┌────────
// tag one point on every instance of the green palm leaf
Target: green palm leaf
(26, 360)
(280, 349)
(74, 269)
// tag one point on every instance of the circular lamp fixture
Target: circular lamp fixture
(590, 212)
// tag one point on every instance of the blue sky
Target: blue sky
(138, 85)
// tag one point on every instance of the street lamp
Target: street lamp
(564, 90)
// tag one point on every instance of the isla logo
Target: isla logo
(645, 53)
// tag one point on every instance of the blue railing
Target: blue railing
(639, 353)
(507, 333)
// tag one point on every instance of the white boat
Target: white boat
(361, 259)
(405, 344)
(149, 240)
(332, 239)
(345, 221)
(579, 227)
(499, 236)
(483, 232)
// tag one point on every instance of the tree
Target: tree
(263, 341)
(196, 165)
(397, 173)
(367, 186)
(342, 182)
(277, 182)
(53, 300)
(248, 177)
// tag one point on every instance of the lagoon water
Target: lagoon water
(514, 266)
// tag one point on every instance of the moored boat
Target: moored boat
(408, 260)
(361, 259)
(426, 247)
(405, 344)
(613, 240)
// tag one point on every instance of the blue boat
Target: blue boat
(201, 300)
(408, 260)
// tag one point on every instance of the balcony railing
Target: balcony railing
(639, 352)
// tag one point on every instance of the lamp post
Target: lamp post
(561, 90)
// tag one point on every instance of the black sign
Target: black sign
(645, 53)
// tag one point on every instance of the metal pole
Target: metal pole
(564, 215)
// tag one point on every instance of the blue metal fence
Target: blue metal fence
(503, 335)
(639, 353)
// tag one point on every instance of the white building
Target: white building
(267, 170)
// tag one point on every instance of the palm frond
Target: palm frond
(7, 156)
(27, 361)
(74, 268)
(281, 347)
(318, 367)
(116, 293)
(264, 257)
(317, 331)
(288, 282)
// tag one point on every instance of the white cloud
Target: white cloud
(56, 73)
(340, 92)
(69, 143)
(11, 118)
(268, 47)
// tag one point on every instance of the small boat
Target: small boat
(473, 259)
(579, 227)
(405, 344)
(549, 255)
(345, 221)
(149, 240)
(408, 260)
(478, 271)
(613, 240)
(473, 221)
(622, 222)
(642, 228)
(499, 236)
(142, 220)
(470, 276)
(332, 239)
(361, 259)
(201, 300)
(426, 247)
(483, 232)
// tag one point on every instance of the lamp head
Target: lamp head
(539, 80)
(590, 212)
└────────
• Problem to work on: Print out every entry, keeping each one exact.

• Exercise solution:
// tag one point on every instance of the green palm leaf
Target: green palm leaf
(26, 360)
(280, 349)
(74, 269)
// tag one point on every instance of the circular lamp fixture
Target: circular lamp fixture
(590, 212)
// tag one point on every instance of the blue sky
Target: blue sky
(138, 85)
// tag one point on every instance of the street lamp
Target: street lamp
(564, 90)
// tag one point on every instance of the isla logo
Target: isla logo
(645, 53)
// tag one point on every instance of the blue railing
Target: blue railing
(639, 353)
(507, 333)
// tag one point on every instance of the white boat
Target: white boat
(361, 259)
(405, 344)
(149, 240)
(332, 239)
(345, 221)
(579, 227)
(499, 236)
(483, 232)
// tag one point on every instance of the tree
Target: tree
(263, 341)
(196, 165)
(397, 173)
(367, 186)
(342, 182)
(277, 182)
(53, 300)
(248, 177)
// tag one point on every instance of the lagoon water
Target: lagoon water
(514, 266)
// tag one point on every instance of the moored boat
Target: moored boat
(408, 260)
(361, 259)
(426, 247)
(405, 344)
(613, 240)
// tag one point on every instance of the blue boat
Target: blue boat
(201, 300)
(408, 260)
// tag one point on every instance of the balcony railing
Target: balcony railing
(639, 352)
// tag one point on every instance of the lamp post
Target: lamp post
(561, 90)
// tag one point on every instance of the black sign
Target: black sign
(645, 53)
// tag one point on every instance of the metal pole
Target: metal pole
(564, 215)
// tag one point on every instance of the blue metal fence
Target: blue metal fence
(503, 335)
(639, 353)
// tag one point on every instance of the white building
Target: white building
(267, 170)
// tag one point on every instance of the palm frond
Target: palm frond
(7, 156)
(27, 361)
(74, 268)
(281, 347)
(318, 367)
(116, 293)
(264, 257)
(317, 331)
(288, 282)
// tag one point on every instance of the white cloud
Target: white cloud
(56, 73)
(340, 92)
(69, 143)
(11, 118)
(268, 47)
// tag one point on every instance of the small boat
Target: small boat
(473, 259)
(579, 227)
(405, 344)
(549, 255)
(345, 221)
(149, 240)
(408, 260)
(478, 271)
(613, 240)
(473, 221)
(622, 222)
(642, 228)
(499, 236)
(142, 220)
(470, 276)
(332, 239)
(361, 259)
(201, 300)
(426, 247)
(483, 232)
// tag one point on every instance of the lamp head
Target: lamp head
(539, 80)
(590, 212)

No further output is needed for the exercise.